INSTRUCTIONS FOR THE TASK => Render the lines below as a JSON list of strings, with one string for each line and any blank lines omitted.

RECORDS SHOWN =>
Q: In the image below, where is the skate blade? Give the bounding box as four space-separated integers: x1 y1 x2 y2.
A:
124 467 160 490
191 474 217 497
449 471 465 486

COMPLETE RESPONSE =>
[
  "Q: In the image below, where is the skate blade? Give the bounding box as four space-separated integers: x1 y1 x2 y2.",
  "A:",
  "124 467 160 490",
  "191 474 217 497",
  "449 471 465 486"
]